▶ **Position identification records**
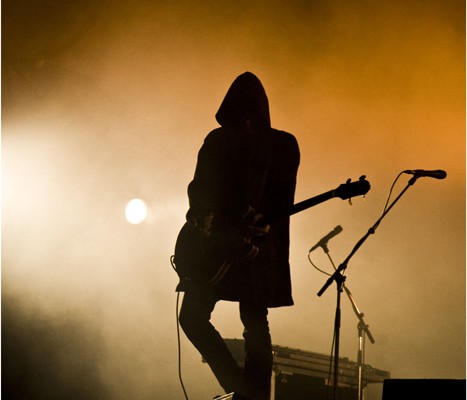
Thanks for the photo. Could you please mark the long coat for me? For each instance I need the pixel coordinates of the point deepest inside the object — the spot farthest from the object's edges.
(247, 164)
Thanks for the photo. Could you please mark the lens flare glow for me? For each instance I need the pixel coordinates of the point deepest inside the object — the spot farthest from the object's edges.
(136, 211)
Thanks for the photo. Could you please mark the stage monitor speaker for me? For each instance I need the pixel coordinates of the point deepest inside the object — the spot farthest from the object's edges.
(299, 387)
(423, 389)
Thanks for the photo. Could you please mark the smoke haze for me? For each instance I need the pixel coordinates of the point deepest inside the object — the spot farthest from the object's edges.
(106, 101)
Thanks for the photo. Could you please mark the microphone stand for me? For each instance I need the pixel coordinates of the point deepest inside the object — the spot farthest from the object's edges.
(362, 329)
(339, 279)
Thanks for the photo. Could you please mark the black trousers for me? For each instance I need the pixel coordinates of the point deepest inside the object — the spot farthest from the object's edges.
(252, 381)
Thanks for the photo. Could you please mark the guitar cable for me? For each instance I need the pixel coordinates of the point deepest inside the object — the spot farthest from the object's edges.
(179, 349)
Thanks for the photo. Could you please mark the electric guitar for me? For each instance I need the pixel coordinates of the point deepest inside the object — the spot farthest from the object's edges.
(204, 260)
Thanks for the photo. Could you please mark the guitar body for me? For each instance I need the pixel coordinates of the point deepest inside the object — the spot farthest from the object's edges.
(203, 260)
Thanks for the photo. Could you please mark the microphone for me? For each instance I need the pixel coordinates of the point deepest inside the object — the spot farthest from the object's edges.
(437, 174)
(324, 241)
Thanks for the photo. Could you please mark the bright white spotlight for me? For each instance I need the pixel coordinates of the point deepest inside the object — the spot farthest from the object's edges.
(136, 211)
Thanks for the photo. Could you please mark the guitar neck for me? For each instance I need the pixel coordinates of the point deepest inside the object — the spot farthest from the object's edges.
(303, 205)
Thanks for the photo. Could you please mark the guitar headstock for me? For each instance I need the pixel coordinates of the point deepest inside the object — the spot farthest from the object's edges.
(351, 189)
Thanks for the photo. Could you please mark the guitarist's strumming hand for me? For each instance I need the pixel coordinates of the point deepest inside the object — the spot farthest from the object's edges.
(256, 224)
(205, 224)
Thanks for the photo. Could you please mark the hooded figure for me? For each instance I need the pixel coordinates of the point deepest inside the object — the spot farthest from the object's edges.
(245, 173)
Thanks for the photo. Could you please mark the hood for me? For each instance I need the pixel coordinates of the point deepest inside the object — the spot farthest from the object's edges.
(245, 104)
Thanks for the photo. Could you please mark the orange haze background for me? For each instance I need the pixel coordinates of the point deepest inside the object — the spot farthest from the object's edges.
(106, 101)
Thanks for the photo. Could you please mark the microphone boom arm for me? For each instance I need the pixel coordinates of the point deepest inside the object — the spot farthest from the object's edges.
(337, 276)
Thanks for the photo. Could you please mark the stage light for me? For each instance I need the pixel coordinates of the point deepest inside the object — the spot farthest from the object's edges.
(136, 211)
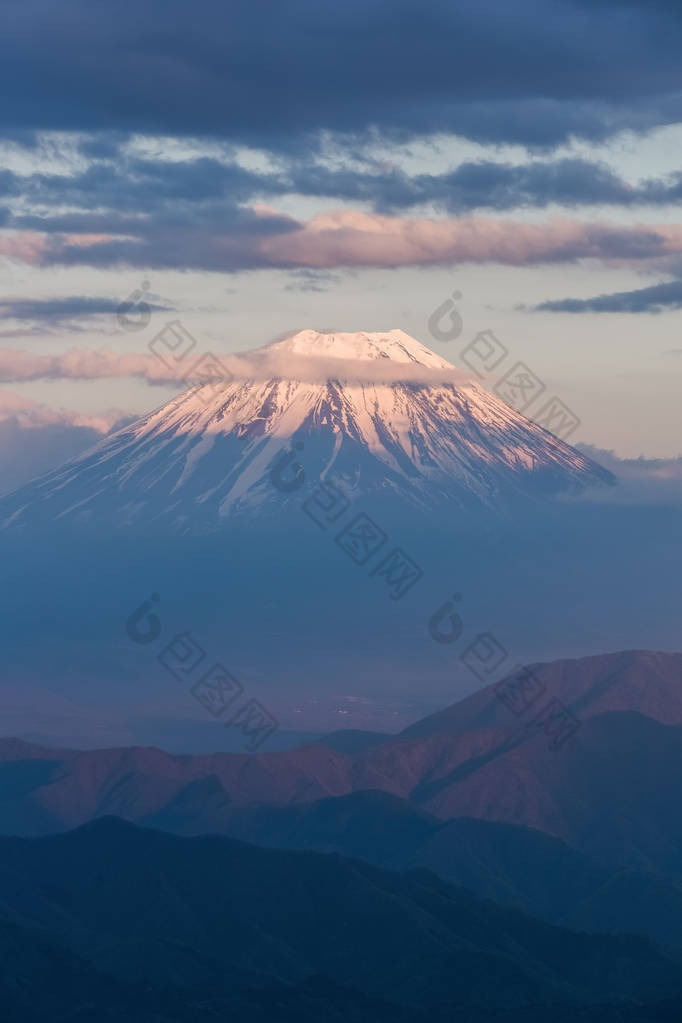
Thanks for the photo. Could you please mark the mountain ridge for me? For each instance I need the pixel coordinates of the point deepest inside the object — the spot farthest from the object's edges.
(372, 413)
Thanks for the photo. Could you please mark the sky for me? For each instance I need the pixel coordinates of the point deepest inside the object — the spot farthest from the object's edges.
(247, 169)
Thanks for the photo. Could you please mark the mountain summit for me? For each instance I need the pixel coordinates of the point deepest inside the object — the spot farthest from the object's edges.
(373, 413)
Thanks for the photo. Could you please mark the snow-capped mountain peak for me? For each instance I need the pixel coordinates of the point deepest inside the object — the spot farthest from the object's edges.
(393, 344)
(376, 413)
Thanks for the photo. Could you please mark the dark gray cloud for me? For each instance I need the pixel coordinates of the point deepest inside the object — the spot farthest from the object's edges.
(62, 309)
(654, 299)
(536, 72)
(127, 192)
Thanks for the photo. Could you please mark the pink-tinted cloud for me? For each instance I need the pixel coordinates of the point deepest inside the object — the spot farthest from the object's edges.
(353, 238)
(82, 363)
(31, 414)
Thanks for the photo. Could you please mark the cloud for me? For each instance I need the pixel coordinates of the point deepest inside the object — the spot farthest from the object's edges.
(536, 73)
(641, 481)
(654, 299)
(35, 439)
(349, 238)
(59, 309)
(77, 313)
(30, 414)
(131, 188)
(261, 364)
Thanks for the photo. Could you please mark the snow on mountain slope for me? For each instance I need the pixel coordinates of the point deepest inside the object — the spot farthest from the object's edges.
(372, 412)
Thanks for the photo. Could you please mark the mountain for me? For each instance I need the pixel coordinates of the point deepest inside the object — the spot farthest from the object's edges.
(219, 918)
(375, 413)
(515, 865)
(646, 681)
(610, 792)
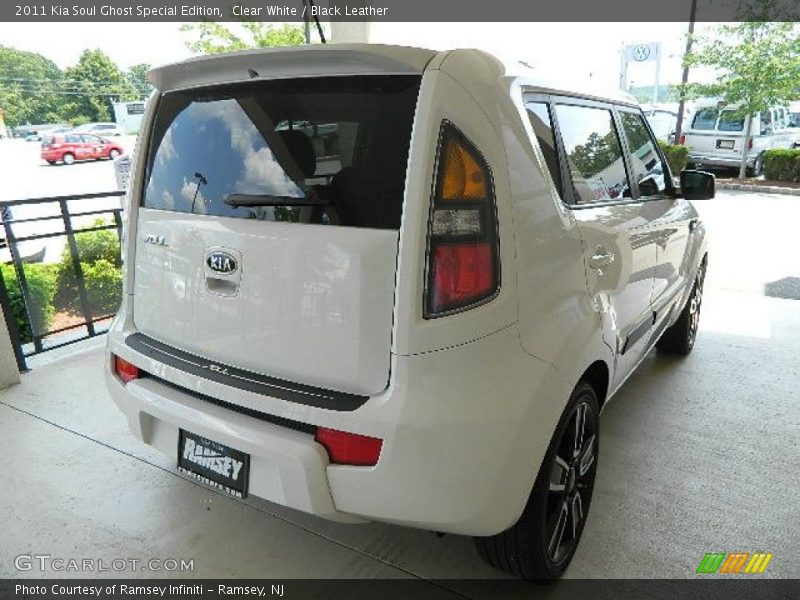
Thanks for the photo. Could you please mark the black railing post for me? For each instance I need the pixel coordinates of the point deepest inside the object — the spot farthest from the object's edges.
(23, 282)
(76, 265)
(11, 325)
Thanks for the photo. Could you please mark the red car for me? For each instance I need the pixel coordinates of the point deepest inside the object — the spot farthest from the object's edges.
(69, 147)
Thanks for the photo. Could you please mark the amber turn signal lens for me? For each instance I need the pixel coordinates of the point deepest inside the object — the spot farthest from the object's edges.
(462, 176)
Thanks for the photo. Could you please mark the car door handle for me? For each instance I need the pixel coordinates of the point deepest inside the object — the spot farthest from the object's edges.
(601, 258)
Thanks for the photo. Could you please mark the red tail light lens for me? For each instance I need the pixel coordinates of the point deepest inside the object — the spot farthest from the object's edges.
(349, 448)
(463, 256)
(125, 370)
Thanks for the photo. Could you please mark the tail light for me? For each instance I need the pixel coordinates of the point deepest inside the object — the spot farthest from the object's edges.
(463, 267)
(125, 370)
(349, 448)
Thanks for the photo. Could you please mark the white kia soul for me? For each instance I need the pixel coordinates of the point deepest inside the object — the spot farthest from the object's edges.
(393, 284)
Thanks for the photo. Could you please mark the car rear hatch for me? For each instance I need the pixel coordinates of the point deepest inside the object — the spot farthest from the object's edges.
(269, 223)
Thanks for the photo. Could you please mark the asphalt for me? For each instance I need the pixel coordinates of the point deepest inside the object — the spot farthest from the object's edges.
(697, 455)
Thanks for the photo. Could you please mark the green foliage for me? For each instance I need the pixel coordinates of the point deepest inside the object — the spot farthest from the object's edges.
(99, 81)
(27, 85)
(677, 156)
(41, 287)
(782, 165)
(103, 286)
(757, 65)
(99, 253)
(213, 37)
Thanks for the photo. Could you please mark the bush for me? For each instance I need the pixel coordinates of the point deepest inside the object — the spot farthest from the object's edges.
(677, 157)
(103, 286)
(782, 165)
(41, 281)
(93, 247)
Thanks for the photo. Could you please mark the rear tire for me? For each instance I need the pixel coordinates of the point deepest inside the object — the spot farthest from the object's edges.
(541, 544)
(680, 337)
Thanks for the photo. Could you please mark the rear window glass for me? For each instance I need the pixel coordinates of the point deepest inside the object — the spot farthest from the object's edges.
(705, 118)
(330, 150)
(731, 121)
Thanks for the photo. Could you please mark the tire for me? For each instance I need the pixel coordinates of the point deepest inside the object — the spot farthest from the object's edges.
(532, 548)
(681, 335)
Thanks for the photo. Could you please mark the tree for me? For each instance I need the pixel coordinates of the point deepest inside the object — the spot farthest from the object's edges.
(97, 82)
(213, 37)
(757, 65)
(137, 77)
(28, 86)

▶ **STATED EXERCISE**
Extract the text of all the records above verbatim, excluding pictures.

▶ **TASK RESPONSE**
Thanks for the photo. Could you please mark the long coat for me? For each instance I need the pixel coordinates of the point deepest inside the object — the spot farthest from the object's edges.
(247, 164)
Thanks for the photo. Could you please mark the lens flare glow for me? For each instance I need the pixel coordinates of the point deepest inside the object — the spot farthest from the object's edges.
(136, 211)
Thanks for the photo. Could you please mark the stage monitor speaker for me? For each instance I need the pixel coordinates of the point deepest inside the object — the spot farthest from the object's edges.
(299, 387)
(423, 389)
Thanks for the photo. Could you please mark the smoke haze for me? For each instance I need the pixel coordinates of the point deepest inside the object — the spot farthest from the object's edges.
(106, 101)
Thanks for the photo. Could you please mark the microphone stand for me? For each instance I need the pixel coordinates of the point deepest inside the object — the spot farthest from the object's edges.
(362, 329)
(339, 279)
Thanks for the photo. Could you please mark the black trousers for me? For each instance I need the pixel coordinates of the point deepest inside the object — the spot farthest from the object's edges.
(252, 381)
Thanks for the photo. Could you please mark the guitar cable for me? For each instance I need the pixel coordinates of the point deepest inside the object — the spot farthest from the object's edges.
(179, 349)
Thanks for the photo. Could you please mark the electric guitar for me? For each instance I need the pixel coordinates of the point deepest inside the object — the spot farthest from the object's edges.
(204, 260)
Thanks for the photo. Could you please mark the guitar body for me? For each instance I need the pixel coordinates of the point deepest inside the object — the spot farthest from the object's edges.
(203, 260)
Thanks for the photo. Could you please mark the microphone for me? For each instance I need the pixel coordinates of the point deepest inside the object — the spot farthest from the object's edges.
(437, 174)
(324, 241)
Thanks for the photo. Could you please mark the bright white spotlight for me? For each instance I need the pixel coordinates of the point deepest inside the object — the spot farthest from the object's edges.
(136, 211)
Thanks for the photo. Could you please mark the guitar neck for me? For each instance I need the pixel coordinates of the point deepest inside the object — the spot farthest from the object's edges.
(303, 205)
Thanks for the photo. Could you please mark the guitar headstock for me? For each instance I need the pixel coordinates of the point deepest inside the object — the spot farthest from the object's edges.
(351, 189)
Thanks for the photo. Could you please mark the guitarist's strumming hand for me? For each instance I need the pixel coordinates of the point deepest inside the object — the spot farthest from the object's edges.
(256, 224)
(205, 224)
Thanks for the photo. Could you please mark the hooded figure for me? For each instance I need the pixel coordinates of the point deepest inside the object — the spot farthest from the object's edges.
(245, 173)
Thanks for the photo. Could you please mark the hood for me? For each instance I need the pixel coordinates of the point deepest inside the object — the spot farthest from the object's edges.
(245, 104)
Thanks for the photo. Could you please mark the orange haze background for me? For each instance I need the pixel coordinates of the point deepest inside the object — the spot farthest from the object's edges.
(106, 101)
Thanks for the photo. Could you please mark the microphone boom arm for me? For each instance I need the pixel coordinates of the point deepest inside the object — the spot farthest from the object's edges.
(337, 276)
Thanks for the photo. Could you please mark the stage light for me? For each instance I need the pixel coordinates of the point deepest inside the object — the spot farthest from the object's edges.
(136, 211)
Thanks for the photo. Could you please mark the mountain ridge for me? For each instance I need the pixel coordinates of the point deepest inside the object — the spot farthest from the object's edges.
(372, 413)
Thanks for the photo. Could you please mark the sky for me? For each instance I need the pixel coordinates of the point deepest inside the object — the spot farthest from the object's edges.
(247, 169)
Thanks for the photo. Could you please mark the mountain summit for me? For each instance I need the pixel coordinates of the point deepest inside the object — the spot farthest from the object's edges.
(373, 413)
Thanks for the photo. Could you please mark the snow-capped mountain peak for me? For each instance I need the pixel coordinates of the point deepest inside the object — the spot farthest from the object's edges.
(393, 344)
(376, 413)
Thanks for the photo. Could you please mark the dark gray cloud for me? For each instance I need the pixel coordinates of the point deepest inside the object — the spot farthest from the object's edges.
(62, 309)
(654, 299)
(536, 72)
(127, 192)
Thanks for the photo. Could you please mark the pink-tinted cloud for me? For each instance I need the pixel coordinates of the point deepest inside the object — the spot farthest from the object's edges.
(353, 238)
(82, 363)
(31, 414)
Thanks for the photo. Could you please mark the cloud for me? For each instance I need the pixel coordinates of the point deepest inside the object — the spot farthest from the object's edges.
(536, 73)
(641, 481)
(654, 299)
(35, 439)
(349, 238)
(59, 309)
(77, 313)
(30, 414)
(131, 188)
(261, 364)
Thanks for the photo. Could you please mark the snow on mountain slope for me? For each instance I need the pixel coordinates of the point deepest inside the object — the spot farthest from the object's edges.
(372, 412)
Thanks for the photo. Could you please mark the mountain for me? For each instance I need the pixel coordinates of the point deepest inside the object — the spot farthest from the object's edges.
(219, 918)
(375, 413)
(515, 865)
(646, 681)
(610, 792)
Thanks for the photo. Could you please mark the black railing post for me? For each instance I need the pixel coordinates of the point deepest inside the object — the spot farthest from the object's edges.
(23, 282)
(76, 265)
(11, 325)
Thanks for the photo. Could you please mark the red car for me? For each instance I need the pixel coordinates of the point deepest inside the object — the spot farthest from the object's edges.
(69, 147)
Thanks for the photo. Could you please mark the amber turn signal lens for me? For each instance I need the pixel coordinates of the point deepest inside the object — the spot farthest from the object's edges.
(462, 176)
Thanks for the photo. Could you please mark the car door handle for me? For each instance I need the pixel coordinates of the point deepest inside the object — the spot farthest from the object's edges.
(601, 258)
Thanks for the photo. Could you please mark the red tail light lens for me? For each instance I need the pixel coordinates of the point deepest inside the object — the spot farthest from the object's edges.
(349, 448)
(463, 256)
(125, 370)
Thanks for the photo. Could you please mark the tail light for me? For each instance I need the pixel coordinates of the point deepest inside the object — the spot farthest from the object's edges.
(463, 267)
(125, 370)
(349, 448)
Thanks for the photo. Could you please mark the white kia soul for me? For each instance I need the pixel coordinates of the point deepest inside the object — the spot farthest from the object's edges.
(393, 284)
Thanks for the photo. Could you please mark the car rear hatch for me? For each instance I need the pixel coordinates of the point deepest inside the object — the spot farthest from the object's edges.
(269, 223)
Thanks for the photo. Could you please mark the asphalt for me? For each instance I need the pixel coordinates of the point deepest inside the object — the spot farthest from the object's edges.
(697, 455)
Thanks for the photo. Could you please mark the green foliage for me? For each instance I need the pixel coordinates of the point deepest inside the object — the spot farthest from the object's edges.
(99, 81)
(27, 85)
(677, 156)
(41, 287)
(782, 165)
(103, 286)
(757, 65)
(99, 253)
(213, 37)
Thanks for the photo. Could you please mark the bush for me? For each instance I need the pixel coordinates of the point deepest inside the object — the spot farthest from the object's edges.
(677, 157)
(103, 286)
(782, 165)
(41, 281)
(93, 247)
Thanks for the photo. Could you please mark the rear tire for me? For each instance I need the pixel coordinates of the point deepest inside the object — the spot farthest from the object's edges.
(541, 544)
(680, 337)
Thanks for the photo. Could you please mark the rear window glass for me? For each instance I need the pixel coordinates of the point deepest inside the object — the spot farthest from the object's edges.
(705, 118)
(330, 150)
(731, 121)
Thanks for the photo. Could you please mark the tire for me? For each instance I need the pixel coordinates of the point deepest inside the object — the spot farthest from the object's edges.
(532, 548)
(681, 335)
Thanks for the photo. Could you please mark the tree for me? For each instance I need the pixel coordinates of the point deepest inside the object — the spot farthest from the object's edges.
(97, 82)
(213, 37)
(757, 65)
(137, 77)
(28, 86)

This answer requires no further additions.